### [WORK TO DO]
1/ What power output does the article on the Lexus LF-A give for the car?
2/ Pick up the article on the Lexus LF-A supercar after its last sentence and continue it.

### [SELECTED PASSAGE]

****************************************

Silver bullet: Lexus first showed the LF-A as a concept in 2005 but this near-production version appeared at the Tokyo show 14 months ago.

Cost-cutting Toyota presses ahead with its V10-engined Lexus LF-A coupe

31 Dec 2008

TOYOTA may be suffering badly under the weight of the global recession, but that will not stop the Japanese car-maker’s luxury brand Lexus from pressing ahead with its scheduled LF-A supercar.

With development nearing completion and series production due to commence in 2009, Toyota is not inclined to follow the lead of Honda, which recently axed its plans to build a new-generation NSX.

The decision to press ahead with the 375kW LF-A was revealed at a press conference held by Toyota in Japan to confirm its commitment – albeit with reduced budgets – to its underperforming Formula One program.

Toyota has reportedly axed or delayed a number of programs as it addresses the shock of an impending financial year loss of more than $2.5 billion, which will be the car-making giant’s first ever operating loss.

A British magazine has reported that a planned successor to the Toyota Supra, which the company announced earlier this year as a Toyota-Subaru joint development, has been delayed 18 months and will not appear now until at least 2012.

Lexus has already revealed the LF-A – the coupe first appearing four years ago at the Detroit auto show while the roadster debuted at the same show 12 months ago – and the company even raced the car in the Nurburgring 24 Hour endurance race in Germany a few months ago.

****************************************

### [SUPPLIED MATERIAL]
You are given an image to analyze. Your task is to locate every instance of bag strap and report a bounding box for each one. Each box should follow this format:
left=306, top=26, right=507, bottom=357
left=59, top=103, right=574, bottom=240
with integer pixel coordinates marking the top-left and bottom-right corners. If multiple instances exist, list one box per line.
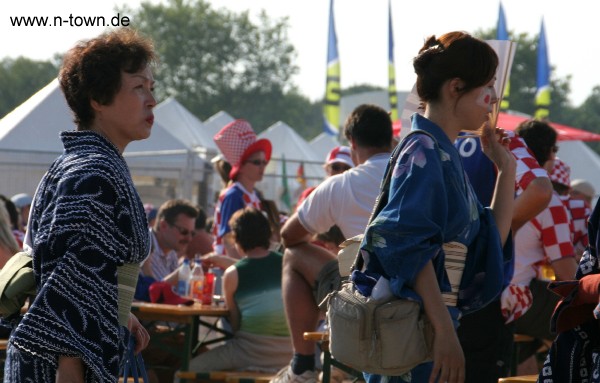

****************************************

### [RESPONSES TO THE TASKS]
1/ 375kW

2/
According to reports from Europe, a number of race-spec LF-As will be produced in 2009 before road-going versions are released, probably some time in 2010.

However, production numbers may be limited and the future of the roadster version may be clouded.

The front-engined two-seater will be powered by a normally-aspirated 5.0-litre V10 engine driving the rear wheels and has been developed as a rival to the Porsche 911 and Nissan GT-R, but the engineers have had a hard time reaching the required performance targets.

Toyota president Katsuaki Watanabe said in Nagoya that the company would not be following Honda out of Formula One and would also remain in other forms of motor sport, but would be cutting costs to deal with the global sales slowdown.

“The change in the world economy is of a magnitude that comes once every hundred years,” said the embattled Toyota boss.